▸ **What the exercise asks**
Reproduce word for word the stretch of the data below from the line containing "of the light" through the end of the data.

Object pointing dataset rows:
════════════════

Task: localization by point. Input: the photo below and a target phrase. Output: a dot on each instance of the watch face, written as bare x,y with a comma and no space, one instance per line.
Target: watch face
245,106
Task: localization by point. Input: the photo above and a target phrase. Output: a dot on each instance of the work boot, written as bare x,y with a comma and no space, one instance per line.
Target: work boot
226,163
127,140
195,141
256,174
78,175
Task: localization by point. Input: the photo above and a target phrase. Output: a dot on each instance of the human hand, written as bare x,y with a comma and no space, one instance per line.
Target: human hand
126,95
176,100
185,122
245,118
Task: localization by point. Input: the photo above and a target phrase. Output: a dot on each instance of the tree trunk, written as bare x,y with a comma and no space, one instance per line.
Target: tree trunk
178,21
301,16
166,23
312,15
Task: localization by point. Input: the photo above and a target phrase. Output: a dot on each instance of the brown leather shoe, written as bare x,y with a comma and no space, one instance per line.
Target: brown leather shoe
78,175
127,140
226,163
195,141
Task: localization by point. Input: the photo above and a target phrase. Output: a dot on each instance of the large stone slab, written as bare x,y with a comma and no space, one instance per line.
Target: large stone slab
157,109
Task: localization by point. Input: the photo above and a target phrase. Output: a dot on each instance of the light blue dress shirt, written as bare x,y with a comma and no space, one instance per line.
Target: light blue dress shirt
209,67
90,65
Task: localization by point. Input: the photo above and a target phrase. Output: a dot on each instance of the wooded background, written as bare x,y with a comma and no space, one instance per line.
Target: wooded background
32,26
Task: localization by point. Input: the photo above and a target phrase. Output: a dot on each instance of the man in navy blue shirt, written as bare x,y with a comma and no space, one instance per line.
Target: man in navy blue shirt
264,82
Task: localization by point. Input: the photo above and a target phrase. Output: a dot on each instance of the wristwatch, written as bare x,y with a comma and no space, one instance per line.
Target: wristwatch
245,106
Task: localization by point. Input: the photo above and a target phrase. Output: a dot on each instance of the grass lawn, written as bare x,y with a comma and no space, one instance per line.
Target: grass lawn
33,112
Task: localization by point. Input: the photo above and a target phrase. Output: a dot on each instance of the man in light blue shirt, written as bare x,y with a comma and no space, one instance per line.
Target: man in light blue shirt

════════════════

▸ **Task answer**
Task: localization by point. Input: the photo above and a target phrase. Output: a dot on each instance of the light blue dress shirt, written as bare x,y with a comma and no space, one instance per line.
Target: light blue dress shirt
209,67
90,65
Task: localization by point. Input: the photo above and a target phrase. Output: a dot on each instance of the wooded background, written as bare x,y with a comma and no space, one instance per line.
Target: wooded background
32,26
Task: localization by point. Input: the photo above and a target phrase. Output: a dot on each instance of the man in navy blue shirt, written as bare x,y with a comma and no space, one instance per line.
Target: man in navy blue shirt
264,82
Task: localization by point. Input: the photo above and a target phrase. Output: a dot on each instance of the wristwatch, written as bare x,y with a comma and no space, one instance per line.
Target: wristwatch
245,106
Task: localization by point. Input: the photo above and a target phrase. Output: a dot on each instance of the grass lawn, written as bare x,y with a comma and no space, one instance per line.
Target: grass lawn
33,112
Task: localization by point. Input: the photo above and a target phrase. Output: a dot on each instance of the man in light blue shirt, written as bare x,y with a comma and no space, one instance per line.
Target: man in light blue shirt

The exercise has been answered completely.